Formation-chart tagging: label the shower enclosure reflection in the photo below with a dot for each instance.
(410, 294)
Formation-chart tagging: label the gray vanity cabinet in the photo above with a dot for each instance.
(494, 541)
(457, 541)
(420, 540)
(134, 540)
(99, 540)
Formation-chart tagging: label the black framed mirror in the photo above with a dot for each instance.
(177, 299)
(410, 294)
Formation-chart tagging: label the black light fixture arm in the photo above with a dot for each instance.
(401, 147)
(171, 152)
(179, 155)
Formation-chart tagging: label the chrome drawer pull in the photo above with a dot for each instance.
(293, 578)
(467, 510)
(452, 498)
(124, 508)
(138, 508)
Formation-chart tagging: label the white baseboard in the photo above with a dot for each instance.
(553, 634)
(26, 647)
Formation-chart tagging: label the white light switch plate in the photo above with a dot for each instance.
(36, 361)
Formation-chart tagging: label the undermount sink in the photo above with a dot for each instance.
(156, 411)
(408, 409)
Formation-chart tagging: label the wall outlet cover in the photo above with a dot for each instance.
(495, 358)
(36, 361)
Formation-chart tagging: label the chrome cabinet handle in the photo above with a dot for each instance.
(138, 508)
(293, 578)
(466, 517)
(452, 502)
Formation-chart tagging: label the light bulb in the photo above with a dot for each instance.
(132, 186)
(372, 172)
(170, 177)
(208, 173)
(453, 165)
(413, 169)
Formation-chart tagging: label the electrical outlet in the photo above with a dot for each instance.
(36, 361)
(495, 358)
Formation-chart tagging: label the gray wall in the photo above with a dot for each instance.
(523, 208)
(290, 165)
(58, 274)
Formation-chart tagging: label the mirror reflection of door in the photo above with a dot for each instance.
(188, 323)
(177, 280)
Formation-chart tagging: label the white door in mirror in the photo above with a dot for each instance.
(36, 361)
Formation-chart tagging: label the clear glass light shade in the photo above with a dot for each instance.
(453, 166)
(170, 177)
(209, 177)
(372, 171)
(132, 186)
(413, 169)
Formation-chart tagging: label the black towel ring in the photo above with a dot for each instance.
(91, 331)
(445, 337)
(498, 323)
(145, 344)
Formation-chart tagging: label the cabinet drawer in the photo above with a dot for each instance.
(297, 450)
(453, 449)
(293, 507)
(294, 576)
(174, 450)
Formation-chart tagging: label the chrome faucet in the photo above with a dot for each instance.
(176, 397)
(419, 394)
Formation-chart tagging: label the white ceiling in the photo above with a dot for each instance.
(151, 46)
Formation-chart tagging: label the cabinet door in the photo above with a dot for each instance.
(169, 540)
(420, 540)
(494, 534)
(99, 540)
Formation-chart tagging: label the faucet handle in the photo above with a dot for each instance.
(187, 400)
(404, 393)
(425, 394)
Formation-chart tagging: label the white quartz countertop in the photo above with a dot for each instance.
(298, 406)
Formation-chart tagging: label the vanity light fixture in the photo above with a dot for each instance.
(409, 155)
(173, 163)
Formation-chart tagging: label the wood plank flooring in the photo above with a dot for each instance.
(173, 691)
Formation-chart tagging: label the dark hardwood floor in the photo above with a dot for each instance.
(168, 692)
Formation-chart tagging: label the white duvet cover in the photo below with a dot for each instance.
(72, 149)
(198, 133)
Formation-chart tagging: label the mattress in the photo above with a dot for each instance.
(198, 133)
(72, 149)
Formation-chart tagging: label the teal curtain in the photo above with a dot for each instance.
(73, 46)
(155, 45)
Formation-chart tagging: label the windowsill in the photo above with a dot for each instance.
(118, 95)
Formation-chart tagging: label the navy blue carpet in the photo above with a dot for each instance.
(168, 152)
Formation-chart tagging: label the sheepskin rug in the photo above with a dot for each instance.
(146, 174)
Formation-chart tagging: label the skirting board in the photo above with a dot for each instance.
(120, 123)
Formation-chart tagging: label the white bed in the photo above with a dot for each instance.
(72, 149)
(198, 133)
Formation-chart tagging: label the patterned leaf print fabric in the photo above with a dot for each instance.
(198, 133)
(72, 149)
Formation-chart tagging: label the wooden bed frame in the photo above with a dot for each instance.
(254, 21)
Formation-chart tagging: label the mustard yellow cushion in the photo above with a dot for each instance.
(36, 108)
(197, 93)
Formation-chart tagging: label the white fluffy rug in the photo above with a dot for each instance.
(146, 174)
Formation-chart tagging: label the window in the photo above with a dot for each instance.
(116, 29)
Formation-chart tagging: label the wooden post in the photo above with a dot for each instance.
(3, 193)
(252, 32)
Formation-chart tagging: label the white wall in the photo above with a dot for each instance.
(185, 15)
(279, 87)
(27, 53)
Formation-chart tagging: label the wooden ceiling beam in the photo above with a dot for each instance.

TASK STATEMENT →
Write out all the lines again, exactly as they are.

TASK RESPONSE →
Formation-chart tagging: label the shower enclosure reflection in the photo below with a dot for each instance.
(410, 294)
Formation-chart tagging: label the gray vanity cabinet in the photo above with a dot for each instance.
(494, 541)
(457, 541)
(420, 540)
(134, 540)
(99, 540)
Formation-chart tagging: label the black framed mirror in the photo above with a dot for each instance.
(177, 299)
(410, 294)
Formation-chart tagging: label the black light fixture arm in the photo above with a dot for each instance.
(401, 147)
(171, 152)
(179, 155)
Formation-chart tagging: label the chrome drawer pull in the photo above with a dot for each instance.
(293, 578)
(467, 510)
(452, 498)
(124, 508)
(138, 508)
Formation-chart tagging: label the white baseboard in the photo above with a dot for each instance.
(553, 634)
(26, 647)
Formation-chart tagging: label the white light switch plate in the photo above with a dot for each instance.
(36, 361)
Formation-chart tagging: label the undermount sink in the photo above with a dot for each instance.
(156, 411)
(408, 409)
Formation-chart tagging: label the wall outlet cover in the photo above with a dot for each instance.
(495, 358)
(36, 361)
Formation-chart tagging: label the chrome cabinet handle in the photo above with a dot for each instance.
(138, 508)
(293, 578)
(466, 517)
(452, 502)
Formation-chart tagging: label the light bulb in the photo above with a dot for each instance.
(132, 186)
(372, 172)
(170, 177)
(208, 173)
(453, 165)
(413, 169)
Formation-chart tagging: label the electrical outlet in the photo above with a dot for each instance.
(36, 361)
(495, 358)
Formation-chart tagging: label the gray wall in the photo above with a dot for each instance.
(523, 208)
(290, 165)
(58, 274)
Formation-chart tagging: label the mirror reflection of door in the photo above with a dot for each instance.
(188, 323)
(177, 280)
Formation-chart tagging: label the white door in mirror in the photo above with a dot for each instance.
(36, 361)
Formation-chart tagging: label the clear glass light shade in the photo above with a dot for each instance.
(453, 166)
(170, 177)
(209, 177)
(372, 171)
(132, 186)
(413, 169)
Formation-chart tagging: label the black towel ring in the photo above with a dot for each instance.
(91, 331)
(445, 337)
(498, 323)
(145, 344)
Formation-chart tagging: label the cabinet drawer in the photo above with a dot for each instance.
(297, 450)
(453, 449)
(293, 507)
(294, 576)
(174, 450)
Formation-chart tagging: label the chrome faucet in the photo above with a dot for each instance.
(176, 397)
(419, 394)
Formation-chart tagging: label the white ceiling in the photo above with a dot for each instance.
(151, 46)
Formation-chart tagging: label the cabinet door in the photo above with a dot for each instance.
(169, 540)
(420, 540)
(494, 534)
(99, 540)
Formation-chart tagging: label the faucet handle in the photo above with a dot for each instance.
(187, 400)
(404, 393)
(425, 394)
Formation-chart tagging: label the white quartz countertop in the photo above with a dot for each instance.
(298, 406)
Formation-chart tagging: label the vanity light fixture in the photo above with a dot for each instance.
(409, 155)
(173, 163)
Formation-chart tagging: label the wood plank flooring in the photo above with a dot for each instance.
(173, 691)
Formation-chart tagging: label the dark hardwood floor in the photo above with a dot for each instance.
(168, 692)
Formation-chart tagging: label the white duvet cover in the photo below with a dot for each instance.
(72, 149)
(198, 133)
Formation-chart tagging: label the mattress in the photo above with a dot for each instance.
(198, 133)
(72, 149)
Formation-chart tagging: label the teal curtain in the photo above with a dot for each instance.
(73, 46)
(155, 45)
Formation-chart tagging: label the windowsill in the photo above with a dot for each instance.
(118, 95)
Formation-chart tagging: label the navy blue carpet in the photo above with a dot for each instance.
(168, 152)
Formation-chart tagging: label the sheepskin rug in the photo above with a dot for each instance.
(146, 174)
Formation-chart tagging: label the skirting board in the photo above with a dot for each instance.
(120, 123)
Formation-chart tagging: label the white bed in the photo above with a dot for each instance.
(72, 149)
(198, 133)
Formation-chart tagging: label the patterned leaf print fabric in the photo above with a dot for each instance.
(198, 133)
(72, 149)
Formation-chart tagging: label the wooden bed frame in the photo above with a dot for each instance.
(254, 21)
Formation-chart tagging: label the mustard yellow cushion in the photo above with a dot for each instance.
(36, 108)
(197, 93)
Formation-chart tagging: label the white fluffy rug in the photo above with a dot for each instance.
(146, 174)
Formation-chart tagging: label the window in the photo above with a dot for each instance.
(116, 29)
Formation-chart tagging: label the wooden post in the photo above with a dot for each instance.
(3, 193)
(252, 32)
Formation-chart tagging: label the white wall in the photo above with a dot for each instance.
(185, 15)
(279, 87)
(27, 53)
Formation-chart tagging: label the wooden ceiling beam in the photo above with a dot for each instance.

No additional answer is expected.